## Given records
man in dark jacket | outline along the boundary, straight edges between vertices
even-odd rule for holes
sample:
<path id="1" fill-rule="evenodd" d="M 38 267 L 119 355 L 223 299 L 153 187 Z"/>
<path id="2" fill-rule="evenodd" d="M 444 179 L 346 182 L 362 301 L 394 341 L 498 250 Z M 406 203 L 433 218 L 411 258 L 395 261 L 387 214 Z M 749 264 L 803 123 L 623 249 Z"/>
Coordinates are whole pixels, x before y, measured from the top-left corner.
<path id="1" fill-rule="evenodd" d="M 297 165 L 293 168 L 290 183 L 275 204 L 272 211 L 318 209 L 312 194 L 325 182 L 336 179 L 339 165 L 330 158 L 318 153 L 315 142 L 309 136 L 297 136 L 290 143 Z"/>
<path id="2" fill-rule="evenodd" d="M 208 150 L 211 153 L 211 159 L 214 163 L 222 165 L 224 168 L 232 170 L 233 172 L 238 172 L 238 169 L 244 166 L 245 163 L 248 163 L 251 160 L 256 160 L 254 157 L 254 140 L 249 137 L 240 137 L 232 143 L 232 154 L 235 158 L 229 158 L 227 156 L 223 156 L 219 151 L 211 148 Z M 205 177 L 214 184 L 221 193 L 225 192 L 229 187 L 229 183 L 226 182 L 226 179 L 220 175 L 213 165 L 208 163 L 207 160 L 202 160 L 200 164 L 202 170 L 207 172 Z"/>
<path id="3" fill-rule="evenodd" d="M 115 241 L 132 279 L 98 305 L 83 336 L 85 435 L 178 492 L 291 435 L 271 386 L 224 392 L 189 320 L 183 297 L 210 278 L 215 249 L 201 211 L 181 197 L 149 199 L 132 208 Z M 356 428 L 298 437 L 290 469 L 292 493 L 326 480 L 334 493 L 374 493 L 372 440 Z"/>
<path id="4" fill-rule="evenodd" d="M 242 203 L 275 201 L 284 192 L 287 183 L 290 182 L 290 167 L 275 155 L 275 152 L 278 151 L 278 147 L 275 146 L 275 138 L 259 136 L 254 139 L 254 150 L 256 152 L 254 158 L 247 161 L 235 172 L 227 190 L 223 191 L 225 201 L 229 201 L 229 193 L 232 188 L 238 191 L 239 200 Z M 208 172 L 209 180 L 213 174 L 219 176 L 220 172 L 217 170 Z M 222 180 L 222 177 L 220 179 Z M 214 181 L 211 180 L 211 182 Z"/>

## What needs to be done
Transcribe each entry precisely, missing none.

## Result of this exercise
man in dark jacket | outline along the boundary, straight edges between vertices
even-odd rule for holes
sample:
<path id="1" fill-rule="evenodd" d="M 38 267 L 119 355 L 223 299 L 153 187 Z"/>
<path id="2" fill-rule="evenodd" d="M 444 179 L 346 182 L 362 301 L 394 341 L 498 250 Z M 406 203 L 433 218 L 411 258 L 395 261 L 387 214 Z M 749 264 L 803 123 L 623 249 Z"/>
Coordinates are whole pixels, x before y, measured from the top-left corner.
<path id="1" fill-rule="evenodd" d="M 297 165 L 293 168 L 290 183 L 275 204 L 272 211 L 318 209 L 312 194 L 325 182 L 336 179 L 339 165 L 330 158 L 318 153 L 315 142 L 309 136 L 297 136 L 290 143 Z"/>
<path id="2" fill-rule="evenodd" d="M 208 150 L 211 153 L 211 159 L 214 163 L 222 165 L 224 168 L 232 170 L 233 172 L 238 172 L 238 169 L 244 166 L 245 163 L 248 163 L 251 160 L 256 160 L 254 157 L 254 140 L 249 137 L 240 137 L 232 143 L 232 154 L 235 158 L 229 158 L 227 156 L 223 156 L 219 151 L 211 148 Z M 205 177 L 214 184 L 221 193 L 225 192 L 229 187 L 229 183 L 226 182 L 226 179 L 220 175 L 213 165 L 208 163 L 207 160 L 202 160 L 200 164 L 202 170 L 207 172 Z"/>
<path id="3" fill-rule="evenodd" d="M 115 241 L 132 279 L 98 305 L 83 336 L 85 435 L 178 492 L 291 435 L 271 386 L 224 392 L 189 320 L 183 297 L 210 278 L 215 249 L 201 211 L 181 197 L 149 199 L 132 208 Z M 356 428 L 298 437 L 290 469 L 292 493 L 326 480 L 334 493 L 374 493 L 372 440 Z"/>
<path id="4" fill-rule="evenodd" d="M 242 203 L 275 201 L 284 192 L 287 183 L 290 182 L 290 167 L 275 155 L 275 152 L 278 151 L 278 147 L 275 146 L 275 138 L 259 136 L 254 139 L 254 150 L 256 152 L 254 158 L 247 161 L 235 172 L 227 190 L 223 191 L 225 201 L 229 201 L 229 193 L 232 188 L 238 191 L 239 200 Z M 208 172 L 209 180 L 213 174 L 219 176 L 220 172 L 217 170 Z M 222 180 L 222 177 L 220 179 Z M 214 181 L 211 180 L 211 182 Z"/>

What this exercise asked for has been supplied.